→ **Work to do**
Copy out word for word the passage of the gender evaluation text starting with "There is growing" and going on through "identify and measure.".

→ **Text section**
━━━━━━━━━━

Hi there! I’m Michael Bamberger and I have worked on gender evaluation with civil society, UN, foundations, and bilateral donor agencies. The longer you work in this field, the more you recognize the complexity of the processes and outcomes you are trying to understand.
There is growing recognition that many development programs are complex. They have many components, multiple funders and implementing agencies, and even more stakeholders – usually with different objectives. Programs are also influenced by multiple external factors (e.g. economic, political and institutional), affecting how they are designed and implemented, as well as their outcomes. Finally, the processes of change result from multiple, non-linear causal chains, which are difficult to identify and measure.
All these dimensions are critical for evaluating gender equality and women’s empowerment (“gender” for short) dimensions of development programs. The following are some of the common complexity issues in gender evaluation:
- Societies have multiple social control mechanisms determining the “appropriate” behavior of women and men in the household, community, work place and the wider political arena. Many gender programs must include multiple components to simultaneously address a wide range of social control mechanisms. Consequently, innovative, complexity-responsive evaluation designs are required.
- Given the many mechanisms of social control that resist change, a common phenomenon is “one step forward and two steps back” as initial successes in one area (such a women’s access to mobile phones or access to markets through micro-credit) can encounter “push-back”. This means that recursive, non-linear models of change must be used.
- Gender programs also produce many subtle forms of behavioral change (such as how spouses make decisions on household expenditures), that are difficult to observe and measure.

━━━━━━━━━━

→ **Extracted records**
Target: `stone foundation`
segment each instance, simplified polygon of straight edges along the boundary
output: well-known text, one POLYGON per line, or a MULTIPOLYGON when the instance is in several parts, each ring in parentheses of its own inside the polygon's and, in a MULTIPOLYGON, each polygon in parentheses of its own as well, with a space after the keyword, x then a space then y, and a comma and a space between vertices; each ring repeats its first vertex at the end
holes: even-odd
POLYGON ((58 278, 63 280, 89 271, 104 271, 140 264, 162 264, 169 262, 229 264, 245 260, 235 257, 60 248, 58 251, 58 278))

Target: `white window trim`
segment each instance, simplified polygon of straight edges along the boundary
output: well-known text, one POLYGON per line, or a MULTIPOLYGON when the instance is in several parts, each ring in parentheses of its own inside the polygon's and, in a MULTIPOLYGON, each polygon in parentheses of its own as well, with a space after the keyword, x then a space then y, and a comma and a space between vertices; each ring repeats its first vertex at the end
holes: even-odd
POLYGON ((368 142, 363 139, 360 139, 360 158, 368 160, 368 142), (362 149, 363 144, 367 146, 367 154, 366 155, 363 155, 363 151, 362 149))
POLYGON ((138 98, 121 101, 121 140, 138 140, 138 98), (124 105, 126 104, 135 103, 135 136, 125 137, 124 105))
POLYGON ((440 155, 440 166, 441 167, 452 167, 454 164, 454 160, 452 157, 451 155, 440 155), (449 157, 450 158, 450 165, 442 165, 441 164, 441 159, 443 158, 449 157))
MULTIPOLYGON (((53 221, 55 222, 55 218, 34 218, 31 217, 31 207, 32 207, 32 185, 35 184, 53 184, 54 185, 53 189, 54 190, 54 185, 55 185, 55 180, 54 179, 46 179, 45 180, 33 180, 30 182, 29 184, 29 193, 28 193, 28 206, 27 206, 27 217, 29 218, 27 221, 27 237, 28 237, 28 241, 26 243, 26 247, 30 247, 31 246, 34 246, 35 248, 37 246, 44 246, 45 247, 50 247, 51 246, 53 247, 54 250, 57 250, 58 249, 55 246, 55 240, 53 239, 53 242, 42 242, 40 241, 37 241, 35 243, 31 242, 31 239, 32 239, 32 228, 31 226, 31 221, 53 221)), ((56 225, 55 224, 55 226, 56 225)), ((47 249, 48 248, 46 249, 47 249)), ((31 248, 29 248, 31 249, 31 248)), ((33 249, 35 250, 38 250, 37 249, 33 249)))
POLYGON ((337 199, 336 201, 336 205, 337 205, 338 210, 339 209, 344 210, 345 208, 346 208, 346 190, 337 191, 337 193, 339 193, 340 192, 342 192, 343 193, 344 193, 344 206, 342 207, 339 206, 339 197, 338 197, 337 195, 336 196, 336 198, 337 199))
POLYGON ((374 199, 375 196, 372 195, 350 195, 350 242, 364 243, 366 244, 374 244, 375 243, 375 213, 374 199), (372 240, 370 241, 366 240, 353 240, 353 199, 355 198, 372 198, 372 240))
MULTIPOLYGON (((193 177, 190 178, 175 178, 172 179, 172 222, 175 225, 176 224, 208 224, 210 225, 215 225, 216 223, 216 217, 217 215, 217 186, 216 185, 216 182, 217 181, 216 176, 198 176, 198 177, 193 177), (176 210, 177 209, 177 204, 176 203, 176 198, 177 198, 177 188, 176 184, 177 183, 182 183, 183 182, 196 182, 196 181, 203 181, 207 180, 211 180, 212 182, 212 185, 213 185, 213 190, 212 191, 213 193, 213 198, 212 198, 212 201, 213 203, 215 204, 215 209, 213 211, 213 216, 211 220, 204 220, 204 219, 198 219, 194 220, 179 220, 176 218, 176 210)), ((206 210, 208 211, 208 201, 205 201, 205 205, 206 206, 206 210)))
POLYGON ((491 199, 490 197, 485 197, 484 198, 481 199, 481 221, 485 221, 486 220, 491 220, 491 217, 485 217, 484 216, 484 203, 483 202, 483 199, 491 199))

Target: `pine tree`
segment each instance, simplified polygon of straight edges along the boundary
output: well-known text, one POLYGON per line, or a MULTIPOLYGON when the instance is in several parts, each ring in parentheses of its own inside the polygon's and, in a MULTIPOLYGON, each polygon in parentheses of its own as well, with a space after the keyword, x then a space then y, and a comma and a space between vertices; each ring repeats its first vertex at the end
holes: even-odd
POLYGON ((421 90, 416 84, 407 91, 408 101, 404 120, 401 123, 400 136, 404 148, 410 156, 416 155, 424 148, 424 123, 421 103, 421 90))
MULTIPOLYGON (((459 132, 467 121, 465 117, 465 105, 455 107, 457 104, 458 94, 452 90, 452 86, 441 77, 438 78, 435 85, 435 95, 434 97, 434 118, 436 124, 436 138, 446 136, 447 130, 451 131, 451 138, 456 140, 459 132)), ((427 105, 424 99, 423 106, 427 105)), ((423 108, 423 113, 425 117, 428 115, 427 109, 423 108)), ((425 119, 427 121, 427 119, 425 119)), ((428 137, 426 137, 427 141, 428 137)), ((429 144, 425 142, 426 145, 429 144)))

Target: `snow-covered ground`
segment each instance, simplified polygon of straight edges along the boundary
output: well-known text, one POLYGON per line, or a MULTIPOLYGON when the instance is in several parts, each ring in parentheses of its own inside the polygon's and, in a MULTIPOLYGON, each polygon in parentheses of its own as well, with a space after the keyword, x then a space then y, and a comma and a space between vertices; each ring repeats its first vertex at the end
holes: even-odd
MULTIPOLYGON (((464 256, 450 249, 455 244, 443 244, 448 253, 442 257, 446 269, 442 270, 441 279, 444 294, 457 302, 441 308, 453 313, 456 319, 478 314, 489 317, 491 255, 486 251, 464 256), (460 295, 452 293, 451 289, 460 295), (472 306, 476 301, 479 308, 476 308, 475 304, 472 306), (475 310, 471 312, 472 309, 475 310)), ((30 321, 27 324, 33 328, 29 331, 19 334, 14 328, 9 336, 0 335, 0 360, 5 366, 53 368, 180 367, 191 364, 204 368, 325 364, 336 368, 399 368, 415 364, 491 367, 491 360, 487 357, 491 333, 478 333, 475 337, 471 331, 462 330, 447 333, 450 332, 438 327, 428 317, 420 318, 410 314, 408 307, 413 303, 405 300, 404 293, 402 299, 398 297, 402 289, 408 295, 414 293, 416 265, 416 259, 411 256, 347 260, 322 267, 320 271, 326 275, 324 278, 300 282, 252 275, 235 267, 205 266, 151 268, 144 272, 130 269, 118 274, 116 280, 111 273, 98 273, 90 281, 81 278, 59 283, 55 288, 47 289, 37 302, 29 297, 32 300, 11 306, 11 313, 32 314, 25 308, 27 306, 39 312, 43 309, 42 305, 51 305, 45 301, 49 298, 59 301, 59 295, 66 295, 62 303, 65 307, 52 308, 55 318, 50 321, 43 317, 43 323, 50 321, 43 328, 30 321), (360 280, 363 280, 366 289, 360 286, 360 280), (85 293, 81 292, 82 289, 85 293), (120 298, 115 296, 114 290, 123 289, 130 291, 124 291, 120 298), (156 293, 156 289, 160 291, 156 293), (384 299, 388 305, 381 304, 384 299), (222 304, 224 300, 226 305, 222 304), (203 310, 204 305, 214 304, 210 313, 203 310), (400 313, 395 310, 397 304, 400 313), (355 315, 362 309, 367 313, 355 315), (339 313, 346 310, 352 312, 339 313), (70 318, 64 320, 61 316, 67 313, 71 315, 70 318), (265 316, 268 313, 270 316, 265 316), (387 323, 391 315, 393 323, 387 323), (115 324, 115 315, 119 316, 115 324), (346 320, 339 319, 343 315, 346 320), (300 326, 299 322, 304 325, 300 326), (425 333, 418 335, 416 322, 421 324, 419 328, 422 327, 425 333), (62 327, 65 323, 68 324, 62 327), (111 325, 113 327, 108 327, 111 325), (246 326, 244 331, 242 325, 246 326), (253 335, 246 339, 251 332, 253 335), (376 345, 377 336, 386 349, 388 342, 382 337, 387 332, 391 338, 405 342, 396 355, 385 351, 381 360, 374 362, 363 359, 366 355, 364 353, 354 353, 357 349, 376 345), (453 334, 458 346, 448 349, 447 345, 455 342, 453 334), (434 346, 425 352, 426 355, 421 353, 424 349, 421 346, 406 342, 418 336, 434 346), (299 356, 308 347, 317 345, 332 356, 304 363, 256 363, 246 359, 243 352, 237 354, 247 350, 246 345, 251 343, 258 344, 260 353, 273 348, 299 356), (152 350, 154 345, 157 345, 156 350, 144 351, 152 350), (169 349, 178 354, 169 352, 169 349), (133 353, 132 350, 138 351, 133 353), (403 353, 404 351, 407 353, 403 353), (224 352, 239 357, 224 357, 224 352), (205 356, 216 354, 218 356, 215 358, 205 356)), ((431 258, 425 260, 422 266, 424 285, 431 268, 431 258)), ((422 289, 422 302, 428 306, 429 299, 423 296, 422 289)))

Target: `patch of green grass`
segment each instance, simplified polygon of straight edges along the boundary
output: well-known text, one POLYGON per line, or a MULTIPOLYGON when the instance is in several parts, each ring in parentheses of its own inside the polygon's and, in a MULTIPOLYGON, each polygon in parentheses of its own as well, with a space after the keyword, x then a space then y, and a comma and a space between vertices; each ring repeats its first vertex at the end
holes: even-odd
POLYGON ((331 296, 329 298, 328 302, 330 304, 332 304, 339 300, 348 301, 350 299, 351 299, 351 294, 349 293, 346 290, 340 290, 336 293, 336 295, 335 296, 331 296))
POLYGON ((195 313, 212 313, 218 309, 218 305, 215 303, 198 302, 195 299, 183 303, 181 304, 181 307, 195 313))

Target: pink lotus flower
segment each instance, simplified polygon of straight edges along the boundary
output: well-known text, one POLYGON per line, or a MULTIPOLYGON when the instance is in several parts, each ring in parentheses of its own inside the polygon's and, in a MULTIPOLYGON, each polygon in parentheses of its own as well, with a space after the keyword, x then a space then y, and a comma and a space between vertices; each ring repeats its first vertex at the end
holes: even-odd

━━━━━━━━━━

→ **Answer to this task**
There is growing recognition that many development programs are complex. They have many components, multiple funders and implementing agencies, and even more stakeholders – usually with different objectives. Programs are also influenced by multiple external factors (e.g. economic, political and institutional), affecting how they are designed and implemented, as well as their outcomes. Finally, the processes of change result from multiple, non-linear causal chains, which are difficult to identify and measure.